PAGE EXCERPT:
####################

Algorithmic Differentiation Tools & Adjoint Solvers
Algorithmic Differentiation (AD) is a novel way to differentiate computer code, i.e. to compute ∂F/∂s1, ∂F/∂x2,... where F is given by a computer program, e.g.
if(x1<x2) then F = x1*x1 + x2*x2 + exp(x3*x3) + ... else F = x1 + x2 + x3 + ... endif
The derivatives are mathematically exact and computed to machine precision. Traditionally, derivative estimates would be obtained by finite differences (also called "bump and revalue"), which is slow and can be inaccurate. In contrast, AD (and adjoint AD in particular - AAD) gives precise derivative information at a fraction of the cost. NAG and expert partners provide a variety of services and software for Algorithmic Differentiation including consulting, training courses, software tools and the embedding of these in client applications plus a compiler and algorithms for AD.
What does NAG Provide?
Although conceptually simple, AD (and ajoint/ AAD in particular) is demanding to apply to a non-trivial code. When AD is used in production, high-performance, robust and flexible tools are essential to get the code running quickly and to keep it maintainable. In addition it is clear that external library dependencies break AD, since AD operates at source code level. A production AD tool must have a way to handle these dependencies, ideally by being applied to the underlying (3rd party) source to create a full AD solution.
NAG provides a best-in-class C++/Fortran operator-overloading AD tool called dco (derivative computation through overloading). This has been used on production codes numbering in the millions of lines and running on platforms ranging from single threaded desktops to large supercomputers.
- The dco tool is developed jointly by NAG and RWTH Aachen, integrates easily with your code base and is extremely flexible
- The flexibility is crucial since it allows the memory use of adjoint codes to be constrained almost arbitrarily
- It also allows a dco adjoint calculation to use accelerators such as GPGPUs
NAG provides AD versions of mathematical and statistical algorithms such as those found in the NAG Library. NAG delivers AD solvers that may be used with NAG's AD tool as well as Adjoint Solvers that will work with third party AD solvers and handwritten adjoint codes.

####################

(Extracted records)
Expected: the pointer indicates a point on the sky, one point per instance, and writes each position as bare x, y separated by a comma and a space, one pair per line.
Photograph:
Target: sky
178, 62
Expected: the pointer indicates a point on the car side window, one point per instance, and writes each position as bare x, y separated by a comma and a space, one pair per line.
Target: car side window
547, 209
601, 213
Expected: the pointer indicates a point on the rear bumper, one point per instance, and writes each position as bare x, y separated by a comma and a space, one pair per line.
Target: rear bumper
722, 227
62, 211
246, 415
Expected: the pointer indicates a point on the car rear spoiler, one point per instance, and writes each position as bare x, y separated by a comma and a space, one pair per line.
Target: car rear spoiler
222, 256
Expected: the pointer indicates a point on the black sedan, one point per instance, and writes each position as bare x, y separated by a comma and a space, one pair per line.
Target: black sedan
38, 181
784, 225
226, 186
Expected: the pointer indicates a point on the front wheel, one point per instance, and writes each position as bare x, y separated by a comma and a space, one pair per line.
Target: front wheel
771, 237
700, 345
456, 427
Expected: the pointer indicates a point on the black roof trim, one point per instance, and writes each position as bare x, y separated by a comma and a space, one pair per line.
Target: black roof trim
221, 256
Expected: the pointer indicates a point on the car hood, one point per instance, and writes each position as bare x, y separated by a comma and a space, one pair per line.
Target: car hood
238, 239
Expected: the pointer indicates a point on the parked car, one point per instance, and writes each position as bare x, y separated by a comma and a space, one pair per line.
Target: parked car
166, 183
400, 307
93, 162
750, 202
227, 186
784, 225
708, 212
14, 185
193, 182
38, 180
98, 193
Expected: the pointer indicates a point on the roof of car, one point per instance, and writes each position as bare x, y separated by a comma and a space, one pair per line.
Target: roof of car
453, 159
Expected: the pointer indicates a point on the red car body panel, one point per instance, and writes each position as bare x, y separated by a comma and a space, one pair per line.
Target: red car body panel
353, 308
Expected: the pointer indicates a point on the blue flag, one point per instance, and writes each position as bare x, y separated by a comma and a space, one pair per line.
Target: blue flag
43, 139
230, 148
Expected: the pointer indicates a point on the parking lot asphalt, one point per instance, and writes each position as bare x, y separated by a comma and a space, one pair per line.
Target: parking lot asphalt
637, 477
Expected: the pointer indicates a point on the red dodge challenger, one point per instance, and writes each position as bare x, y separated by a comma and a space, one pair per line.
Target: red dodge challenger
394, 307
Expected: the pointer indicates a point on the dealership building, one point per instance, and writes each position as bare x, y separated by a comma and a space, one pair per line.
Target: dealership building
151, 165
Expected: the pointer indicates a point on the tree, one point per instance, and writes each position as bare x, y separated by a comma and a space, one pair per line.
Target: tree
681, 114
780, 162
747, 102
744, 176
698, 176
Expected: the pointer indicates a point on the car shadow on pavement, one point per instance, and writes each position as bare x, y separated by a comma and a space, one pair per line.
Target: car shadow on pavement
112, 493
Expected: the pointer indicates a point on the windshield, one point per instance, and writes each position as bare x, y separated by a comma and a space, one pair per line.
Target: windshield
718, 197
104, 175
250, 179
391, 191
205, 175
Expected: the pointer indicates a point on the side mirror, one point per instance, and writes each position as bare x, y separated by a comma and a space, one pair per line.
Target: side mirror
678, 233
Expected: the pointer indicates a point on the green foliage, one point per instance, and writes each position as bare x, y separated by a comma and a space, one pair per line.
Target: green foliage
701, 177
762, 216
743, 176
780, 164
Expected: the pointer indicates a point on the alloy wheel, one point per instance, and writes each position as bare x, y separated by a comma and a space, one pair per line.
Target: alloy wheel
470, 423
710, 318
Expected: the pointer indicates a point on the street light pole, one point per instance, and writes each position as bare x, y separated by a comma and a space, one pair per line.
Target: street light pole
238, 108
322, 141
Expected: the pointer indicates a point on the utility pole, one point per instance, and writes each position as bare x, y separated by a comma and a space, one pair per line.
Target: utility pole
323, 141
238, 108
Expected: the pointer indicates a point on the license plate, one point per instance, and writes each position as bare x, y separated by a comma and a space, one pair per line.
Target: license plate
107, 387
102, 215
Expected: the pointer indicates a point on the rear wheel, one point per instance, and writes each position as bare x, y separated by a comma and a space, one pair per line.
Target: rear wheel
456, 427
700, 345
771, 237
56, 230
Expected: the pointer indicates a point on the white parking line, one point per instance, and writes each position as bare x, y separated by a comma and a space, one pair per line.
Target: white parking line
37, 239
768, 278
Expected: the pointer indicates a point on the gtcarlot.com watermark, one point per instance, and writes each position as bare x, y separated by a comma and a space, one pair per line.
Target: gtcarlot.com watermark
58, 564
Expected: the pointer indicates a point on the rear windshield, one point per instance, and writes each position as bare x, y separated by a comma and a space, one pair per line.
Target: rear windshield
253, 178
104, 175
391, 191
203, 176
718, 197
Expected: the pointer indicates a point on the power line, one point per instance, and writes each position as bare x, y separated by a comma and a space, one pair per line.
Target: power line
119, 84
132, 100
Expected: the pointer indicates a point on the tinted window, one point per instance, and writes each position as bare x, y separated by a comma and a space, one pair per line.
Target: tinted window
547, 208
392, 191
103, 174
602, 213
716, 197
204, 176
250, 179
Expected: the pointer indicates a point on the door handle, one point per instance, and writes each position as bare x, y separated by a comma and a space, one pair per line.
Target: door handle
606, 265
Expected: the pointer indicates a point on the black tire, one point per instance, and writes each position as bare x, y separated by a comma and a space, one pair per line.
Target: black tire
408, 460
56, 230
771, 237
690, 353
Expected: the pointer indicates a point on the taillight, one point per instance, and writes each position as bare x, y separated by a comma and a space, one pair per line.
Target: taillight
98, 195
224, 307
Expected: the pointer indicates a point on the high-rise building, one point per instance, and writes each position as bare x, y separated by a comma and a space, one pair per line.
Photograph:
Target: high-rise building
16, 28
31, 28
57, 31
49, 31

####################

GIVEN EXERCISE A: Can you arrange the entries between the line containing "Expected: the pointer indicates a point on the taillight, one" and the end of the entries, inclusive, as a JSON list of strings with one string per line and blank lines omitted?
GIVEN EXERCISE B: Could you pick up the page excerpt on algorithmic differentiation tools and continue writing it from its last sentence?

RESULT A:
[
  "Expected: the pointer indicates a point on the taillight, one point per instance, and writes each position as bare x, y separated by a comma and a space, one pair per line.",
  "Target: taillight",
  "98, 195",
  "224, 307",
  "Expected: the pointer indicates a point on the high-rise building, one point per instance, and writes each position as bare x, y separated by a comma and a space, one pair per line.",
  "Photograph:",
  "Target: high-rise building",
  "16, 28",
  "31, 28",
  "57, 31",
  "49, 31"
]

RESULT B:
NAG in partnership with RWTH Aachen University provides consulting services, training, software and support to develop AD solutions for clients. NAG has delivered AD training to several large financial institutions to give them a solid grounding in the mathematical, computer science and computational aspects of AD, common pitfalls and techniques for working around them, as well as various tricks and optimizations. NAG has also helped to embed AD tools into large Tier 1 quantitative finance libraries and has helped overcome particular memory constraints in large adjoint codes.
NAG Fortran Compiler for AD
For simulation programs written in Fortran a version of the NAG Fortran compiler has been extended to serve as a pre-processor to dco. The seamless integration of AD into a complex build system is facilitated. Hence, the amount of modifications to be made by the user in the original source code can be minimized or even be eliminated entirely.
How to try AD
The principles of AD in the context of computational finance and techniques for avoiding memory problems in adjoint codes is discussed in NAG Technical Report TR3/14 (3). Readers of the technical report can request the example programs it is based on. The example programs include a copy of dco and a trial licence so that readers can run the examples on their own machines, and apply dco to their own codes.
Here are some examples of what adjoint AD has enabled in various domains.
Figure 1: Sensitivity of drag coefficient to the surface geometry of a car at high speed (left) and low speed (right)
AD enables sensitivity analyses of huge simulations, enabling shape optimization, intelligent design and and comprehensive risk studies.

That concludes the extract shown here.